* _REQUIRED TASK A_
Show every line of the records that contains the word "cushion", counting only matches with the same capitalization.

··· SELECTED EXTRACT ···

The construction industry, devastated in the housing crash the previous decade, has struggled to keep pace, and median home prices in metro Denver have doubled, one of the biggest gains in the nation. As Denver-area homes became less affordable, buyers moved up and down Interstate 25, making Fort Collins and Colorado Springs some of the hottest housing markets in the country.
In Denver, developers snapped up land and scraped off old homes and buildings to make room for luxury apartment buildings and row homes. Many long-time residents of Denver’s older and poorer neighborhoods have been dislocated, contributing to concerns about gentrification that weighed heavily in the last city election.
— Aldo Svaldi
Aurora theater shooting
Colorado remembers their names: Jonathan Blunk, A.J. Boik, Jesse Childress, Gordon Cowden, Jessica Ghawi, John Thomas Larimer, Matt McQuinn, Micayla Medek, Veronica Moser-Sullivan, Alex Matthew Sullivan, Alex Teves and Rebecca Ann Wingo.

··· GIVEN INFORMATION ···

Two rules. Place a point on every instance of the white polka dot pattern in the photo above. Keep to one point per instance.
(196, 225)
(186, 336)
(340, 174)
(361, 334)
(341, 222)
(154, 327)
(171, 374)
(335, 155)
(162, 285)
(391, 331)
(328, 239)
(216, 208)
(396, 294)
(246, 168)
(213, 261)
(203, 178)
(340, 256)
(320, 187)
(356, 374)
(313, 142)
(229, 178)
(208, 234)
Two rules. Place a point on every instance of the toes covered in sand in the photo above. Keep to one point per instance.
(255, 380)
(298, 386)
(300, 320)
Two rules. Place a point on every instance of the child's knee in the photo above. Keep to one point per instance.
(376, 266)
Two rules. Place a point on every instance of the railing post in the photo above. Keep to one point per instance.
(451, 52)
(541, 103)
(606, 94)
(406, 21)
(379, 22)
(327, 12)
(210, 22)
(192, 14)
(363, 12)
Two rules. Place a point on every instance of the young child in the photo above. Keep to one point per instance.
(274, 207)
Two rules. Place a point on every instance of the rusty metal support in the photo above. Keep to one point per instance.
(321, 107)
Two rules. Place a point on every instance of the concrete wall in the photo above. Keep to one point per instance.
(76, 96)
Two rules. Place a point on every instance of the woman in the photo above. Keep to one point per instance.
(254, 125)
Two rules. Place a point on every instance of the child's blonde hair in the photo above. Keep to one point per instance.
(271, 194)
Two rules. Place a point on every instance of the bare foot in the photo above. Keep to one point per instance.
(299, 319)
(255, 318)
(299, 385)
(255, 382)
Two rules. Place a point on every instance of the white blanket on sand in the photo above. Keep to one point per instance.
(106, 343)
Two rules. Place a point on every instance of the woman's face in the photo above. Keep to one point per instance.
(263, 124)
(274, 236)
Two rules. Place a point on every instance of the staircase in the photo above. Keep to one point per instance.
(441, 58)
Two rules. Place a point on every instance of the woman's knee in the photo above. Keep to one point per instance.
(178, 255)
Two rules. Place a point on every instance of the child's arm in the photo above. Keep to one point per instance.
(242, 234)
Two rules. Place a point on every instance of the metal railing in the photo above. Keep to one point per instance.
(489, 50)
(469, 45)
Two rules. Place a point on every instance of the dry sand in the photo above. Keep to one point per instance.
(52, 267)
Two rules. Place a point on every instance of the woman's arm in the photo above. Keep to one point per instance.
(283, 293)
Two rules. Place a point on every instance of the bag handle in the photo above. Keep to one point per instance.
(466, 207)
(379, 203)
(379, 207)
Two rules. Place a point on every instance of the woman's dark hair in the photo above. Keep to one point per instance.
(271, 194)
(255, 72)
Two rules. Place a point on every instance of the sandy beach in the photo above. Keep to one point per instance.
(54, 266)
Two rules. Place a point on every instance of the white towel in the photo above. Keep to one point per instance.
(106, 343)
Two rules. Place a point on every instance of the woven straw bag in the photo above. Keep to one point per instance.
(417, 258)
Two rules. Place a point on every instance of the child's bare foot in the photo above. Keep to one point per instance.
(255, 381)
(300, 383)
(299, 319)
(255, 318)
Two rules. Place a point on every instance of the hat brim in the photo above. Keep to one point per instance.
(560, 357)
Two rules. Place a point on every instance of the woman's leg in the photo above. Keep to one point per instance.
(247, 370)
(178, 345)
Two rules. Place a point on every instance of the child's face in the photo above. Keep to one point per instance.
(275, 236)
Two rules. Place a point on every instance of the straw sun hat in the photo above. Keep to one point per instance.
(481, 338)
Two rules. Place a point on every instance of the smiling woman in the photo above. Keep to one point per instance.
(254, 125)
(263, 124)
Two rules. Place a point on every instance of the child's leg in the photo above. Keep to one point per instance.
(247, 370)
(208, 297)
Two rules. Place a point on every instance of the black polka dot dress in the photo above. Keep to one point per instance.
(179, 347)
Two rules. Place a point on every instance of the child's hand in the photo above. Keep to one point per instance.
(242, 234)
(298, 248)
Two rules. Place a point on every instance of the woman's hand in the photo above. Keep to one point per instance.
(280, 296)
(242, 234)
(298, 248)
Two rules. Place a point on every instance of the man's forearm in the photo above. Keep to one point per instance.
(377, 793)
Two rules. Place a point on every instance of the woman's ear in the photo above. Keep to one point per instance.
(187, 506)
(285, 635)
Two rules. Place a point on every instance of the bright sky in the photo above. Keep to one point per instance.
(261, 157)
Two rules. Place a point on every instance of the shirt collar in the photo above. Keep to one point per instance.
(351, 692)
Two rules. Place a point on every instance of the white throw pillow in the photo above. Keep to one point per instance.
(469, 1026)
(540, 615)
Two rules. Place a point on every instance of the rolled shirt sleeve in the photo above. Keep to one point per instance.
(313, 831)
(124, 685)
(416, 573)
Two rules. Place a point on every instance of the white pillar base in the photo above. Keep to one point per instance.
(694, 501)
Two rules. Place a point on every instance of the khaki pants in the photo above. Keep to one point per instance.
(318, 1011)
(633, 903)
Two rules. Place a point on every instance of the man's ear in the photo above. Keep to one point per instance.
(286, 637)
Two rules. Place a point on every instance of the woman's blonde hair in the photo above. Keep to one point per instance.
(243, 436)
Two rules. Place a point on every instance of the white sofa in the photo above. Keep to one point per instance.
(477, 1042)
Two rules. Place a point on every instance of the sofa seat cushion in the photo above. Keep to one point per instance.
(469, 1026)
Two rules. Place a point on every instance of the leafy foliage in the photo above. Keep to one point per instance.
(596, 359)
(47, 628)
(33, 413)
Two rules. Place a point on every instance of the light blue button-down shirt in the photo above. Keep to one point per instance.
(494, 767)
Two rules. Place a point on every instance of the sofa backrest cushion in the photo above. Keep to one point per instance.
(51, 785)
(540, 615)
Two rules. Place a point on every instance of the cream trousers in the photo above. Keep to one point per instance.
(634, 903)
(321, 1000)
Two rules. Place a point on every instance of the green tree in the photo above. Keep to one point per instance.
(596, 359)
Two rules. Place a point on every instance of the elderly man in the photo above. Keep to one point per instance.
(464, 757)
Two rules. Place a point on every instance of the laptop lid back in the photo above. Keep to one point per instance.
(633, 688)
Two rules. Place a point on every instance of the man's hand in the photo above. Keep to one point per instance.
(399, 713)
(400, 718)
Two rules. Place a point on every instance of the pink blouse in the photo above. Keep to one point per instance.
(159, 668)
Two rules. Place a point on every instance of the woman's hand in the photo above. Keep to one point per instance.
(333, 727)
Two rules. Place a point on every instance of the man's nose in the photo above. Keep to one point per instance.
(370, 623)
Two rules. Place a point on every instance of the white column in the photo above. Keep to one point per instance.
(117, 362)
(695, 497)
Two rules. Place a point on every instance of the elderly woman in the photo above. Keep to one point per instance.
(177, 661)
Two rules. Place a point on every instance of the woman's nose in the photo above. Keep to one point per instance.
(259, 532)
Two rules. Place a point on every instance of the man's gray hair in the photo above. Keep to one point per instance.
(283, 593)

···

* _REQUIRED TASK B_
Repeat the Denver news excerpt word for word from "The construction industry, devastated" up to and including "in the country.".

* _CORRECT OUTPUT A_
Two rules. Place a point on every instance of the sofa seat cushion in the photo above. Keep to one point per instance.
Two rules. Place a point on every instance of the sofa backrest cushion in the photo above. Keep to one point per instance.

* _CORRECT OUTPUT B_
The construction industry, devastated in the housing crash the previous decade, has struggled to keep pace, and median home prices in metro Denver have doubled, one of the biggest gains in the nation. As Denver-area homes became less affordable, buyers moved up and down Interstate 25, making Fort Collins and Colorado Springs some of the hottest housing markets in the country.